• _Work to be completed_
From the data underneath, reproduce exactly the stretch that begins at the line with "[[139, 4], [287, 211], [193, 279]]" and ends after the line with "[[364, 205], [104, 119]]".

• _Provided information_
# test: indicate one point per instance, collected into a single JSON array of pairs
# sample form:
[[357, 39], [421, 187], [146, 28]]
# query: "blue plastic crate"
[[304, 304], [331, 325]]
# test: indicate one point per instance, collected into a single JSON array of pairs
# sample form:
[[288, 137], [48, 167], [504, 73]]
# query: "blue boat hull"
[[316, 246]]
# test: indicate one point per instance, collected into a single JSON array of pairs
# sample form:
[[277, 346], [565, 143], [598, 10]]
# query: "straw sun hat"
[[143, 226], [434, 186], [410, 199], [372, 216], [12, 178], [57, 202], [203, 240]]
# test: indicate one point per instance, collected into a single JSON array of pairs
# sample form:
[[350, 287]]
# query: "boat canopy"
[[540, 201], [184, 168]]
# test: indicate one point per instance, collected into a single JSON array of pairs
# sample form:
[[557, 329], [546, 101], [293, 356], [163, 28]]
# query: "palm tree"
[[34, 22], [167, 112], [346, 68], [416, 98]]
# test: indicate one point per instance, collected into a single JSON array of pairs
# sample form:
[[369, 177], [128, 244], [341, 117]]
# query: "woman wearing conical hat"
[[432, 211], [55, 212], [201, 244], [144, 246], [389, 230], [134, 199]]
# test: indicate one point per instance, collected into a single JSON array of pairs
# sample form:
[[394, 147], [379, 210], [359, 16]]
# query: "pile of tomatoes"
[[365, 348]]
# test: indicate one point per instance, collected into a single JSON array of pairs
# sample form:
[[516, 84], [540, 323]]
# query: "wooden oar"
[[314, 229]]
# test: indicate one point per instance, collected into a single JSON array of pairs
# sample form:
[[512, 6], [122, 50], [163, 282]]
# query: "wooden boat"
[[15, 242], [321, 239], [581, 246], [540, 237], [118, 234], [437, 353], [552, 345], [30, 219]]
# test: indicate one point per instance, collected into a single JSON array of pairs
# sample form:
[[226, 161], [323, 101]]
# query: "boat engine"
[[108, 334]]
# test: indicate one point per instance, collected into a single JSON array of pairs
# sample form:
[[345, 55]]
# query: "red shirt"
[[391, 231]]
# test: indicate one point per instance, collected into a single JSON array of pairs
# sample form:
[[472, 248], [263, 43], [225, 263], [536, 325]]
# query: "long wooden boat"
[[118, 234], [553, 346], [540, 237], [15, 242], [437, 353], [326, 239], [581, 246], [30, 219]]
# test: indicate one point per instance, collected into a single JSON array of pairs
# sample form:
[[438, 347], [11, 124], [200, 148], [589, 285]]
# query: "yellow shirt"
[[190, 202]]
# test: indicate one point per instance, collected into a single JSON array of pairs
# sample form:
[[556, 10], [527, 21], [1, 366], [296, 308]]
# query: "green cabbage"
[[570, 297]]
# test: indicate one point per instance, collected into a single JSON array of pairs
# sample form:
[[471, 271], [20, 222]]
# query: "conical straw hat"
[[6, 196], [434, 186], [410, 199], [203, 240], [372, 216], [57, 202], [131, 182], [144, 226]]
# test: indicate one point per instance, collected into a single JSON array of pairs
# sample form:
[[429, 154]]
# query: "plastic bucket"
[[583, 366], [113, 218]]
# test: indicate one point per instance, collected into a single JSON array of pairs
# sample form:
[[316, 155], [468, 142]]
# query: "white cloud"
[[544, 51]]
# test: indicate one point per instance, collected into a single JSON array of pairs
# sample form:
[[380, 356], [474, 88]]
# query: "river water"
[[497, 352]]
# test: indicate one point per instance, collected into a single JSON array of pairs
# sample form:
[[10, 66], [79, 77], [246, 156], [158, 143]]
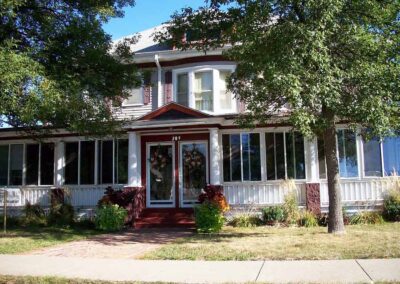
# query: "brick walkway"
[[130, 244]]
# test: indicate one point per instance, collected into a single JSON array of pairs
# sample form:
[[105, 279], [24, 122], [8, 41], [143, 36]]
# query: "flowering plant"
[[213, 194]]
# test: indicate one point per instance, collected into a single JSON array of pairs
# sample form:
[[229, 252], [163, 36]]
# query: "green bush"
[[308, 219], [208, 218], [273, 214], [366, 217], [61, 214], [290, 208], [245, 220], [110, 217], [33, 215], [391, 206]]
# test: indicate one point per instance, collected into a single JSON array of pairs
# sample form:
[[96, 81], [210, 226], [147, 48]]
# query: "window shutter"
[[147, 91], [168, 87]]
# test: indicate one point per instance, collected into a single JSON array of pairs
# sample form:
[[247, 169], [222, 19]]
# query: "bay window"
[[241, 157], [204, 88], [182, 91]]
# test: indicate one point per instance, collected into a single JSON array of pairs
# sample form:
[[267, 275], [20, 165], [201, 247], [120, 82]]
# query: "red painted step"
[[165, 217]]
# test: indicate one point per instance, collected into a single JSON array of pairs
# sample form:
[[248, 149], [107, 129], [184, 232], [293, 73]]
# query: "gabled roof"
[[173, 111]]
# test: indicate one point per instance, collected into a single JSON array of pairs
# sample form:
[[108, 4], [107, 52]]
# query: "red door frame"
[[170, 138]]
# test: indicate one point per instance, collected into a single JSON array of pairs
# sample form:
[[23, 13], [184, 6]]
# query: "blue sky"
[[146, 14]]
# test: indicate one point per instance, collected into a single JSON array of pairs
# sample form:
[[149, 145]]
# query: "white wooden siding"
[[259, 193]]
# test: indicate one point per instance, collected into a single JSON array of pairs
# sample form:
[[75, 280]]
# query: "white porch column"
[[215, 154], [59, 158], [133, 160], [312, 160]]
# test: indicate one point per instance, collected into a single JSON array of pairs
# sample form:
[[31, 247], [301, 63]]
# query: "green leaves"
[[58, 68], [307, 56]]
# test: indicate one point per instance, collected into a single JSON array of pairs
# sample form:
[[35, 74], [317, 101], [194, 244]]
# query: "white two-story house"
[[181, 136]]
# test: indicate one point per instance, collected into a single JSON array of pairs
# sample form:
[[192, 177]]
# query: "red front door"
[[174, 168]]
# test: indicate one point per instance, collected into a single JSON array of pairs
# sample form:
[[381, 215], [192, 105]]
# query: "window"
[[87, 161], [391, 155], [295, 156], [71, 162], [135, 97], [277, 167], [372, 158], [4, 164], [113, 161], [225, 97], [47, 163], [121, 161], [203, 90], [32, 164], [16, 164], [241, 154], [106, 161], [348, 163], [321, 159], [182, 91]]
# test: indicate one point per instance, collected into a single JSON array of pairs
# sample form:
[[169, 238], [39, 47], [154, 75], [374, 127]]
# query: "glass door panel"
[[193, 171], [160, 175]]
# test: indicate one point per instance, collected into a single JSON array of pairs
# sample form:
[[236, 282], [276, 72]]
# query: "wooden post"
[[5, 212]]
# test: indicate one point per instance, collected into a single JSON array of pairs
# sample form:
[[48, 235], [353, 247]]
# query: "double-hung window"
[[204, 88], [285, 155], [241, 157]]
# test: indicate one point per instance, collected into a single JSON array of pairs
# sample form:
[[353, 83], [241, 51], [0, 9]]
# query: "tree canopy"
[[319, 62], [58, 67]]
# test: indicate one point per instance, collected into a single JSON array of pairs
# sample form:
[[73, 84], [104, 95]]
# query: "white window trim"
[[141, 91], [216, 86]]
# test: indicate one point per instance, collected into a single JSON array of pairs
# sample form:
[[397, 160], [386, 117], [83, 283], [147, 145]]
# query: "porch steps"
[[156, 218]]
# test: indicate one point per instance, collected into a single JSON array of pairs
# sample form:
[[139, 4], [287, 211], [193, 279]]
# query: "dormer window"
[[204, 88]]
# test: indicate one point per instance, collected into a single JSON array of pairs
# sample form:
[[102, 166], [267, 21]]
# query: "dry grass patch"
[[361, 241]]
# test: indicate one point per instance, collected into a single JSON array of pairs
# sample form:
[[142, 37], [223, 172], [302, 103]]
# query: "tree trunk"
[[335, 223]]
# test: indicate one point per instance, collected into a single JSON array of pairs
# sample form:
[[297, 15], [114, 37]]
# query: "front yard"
[[361, 241], [21, 240]]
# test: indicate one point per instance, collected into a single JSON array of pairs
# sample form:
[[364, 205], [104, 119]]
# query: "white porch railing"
[[259, 193], [354, 192], [80, 196]]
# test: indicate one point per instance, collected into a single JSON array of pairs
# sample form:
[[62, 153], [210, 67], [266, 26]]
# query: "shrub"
[[213, 194], [123, 198], [273, 214], [391, 205], [33, 215], [290, 208], [308, 219], [366, 217], [110, 217], [245, 220], [61, 214], [208, 218]]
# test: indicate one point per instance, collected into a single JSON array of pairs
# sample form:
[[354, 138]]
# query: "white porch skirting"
[[359, 192], [260, 193], [80, 196]]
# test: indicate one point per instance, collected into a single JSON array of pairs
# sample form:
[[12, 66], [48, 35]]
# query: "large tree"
[[325, 60], [58, 68]]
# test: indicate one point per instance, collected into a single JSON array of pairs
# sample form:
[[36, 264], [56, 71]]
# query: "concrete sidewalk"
[[337, 271]]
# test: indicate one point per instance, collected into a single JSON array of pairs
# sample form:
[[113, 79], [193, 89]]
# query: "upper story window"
[[204, 88], [135, 97]]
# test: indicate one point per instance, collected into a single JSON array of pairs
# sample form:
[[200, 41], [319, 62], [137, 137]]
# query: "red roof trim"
[[174, 106]]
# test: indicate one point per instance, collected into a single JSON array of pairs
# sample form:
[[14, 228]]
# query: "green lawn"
[[360, 241], [53, 280], [19, 240]]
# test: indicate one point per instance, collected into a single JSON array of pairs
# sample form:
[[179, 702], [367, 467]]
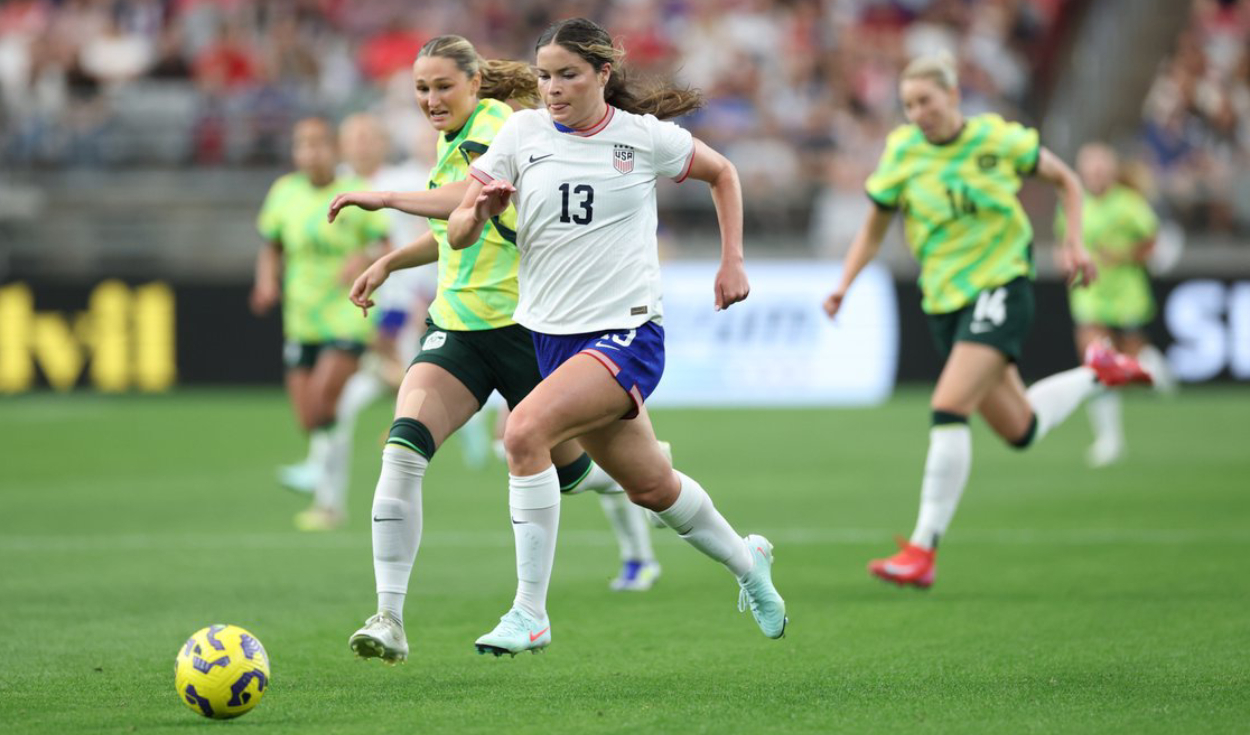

• _Response below_
[[139, 4], [287, 211], [193, 279]]
# query: "dormer window"
[[204, 88]]
# test: indicate one point per instance, collected into a single JSON array of pairs
# sample form:
[[102, 166], [267, 21]]
# query: "dry grass patch"
[[361, 241]]
# test: indicate one point per instance, collected into a single JSON array of pairs
# sample form:
[[142, 37], [223, 172], [302, 103]]
# query: "tree trunk"
[[335, 223]]
# test: indicate one point per instance, collected into a single JSON array of pairs
# sample form:
[[297, 15], [114, 37]]
# query: "front yard"
[[361, 241], [21, 240]]
# test: indicate one point per instance, collected into a single JSON array of pairs
# sample form:
[[364, 205], [104, 119]]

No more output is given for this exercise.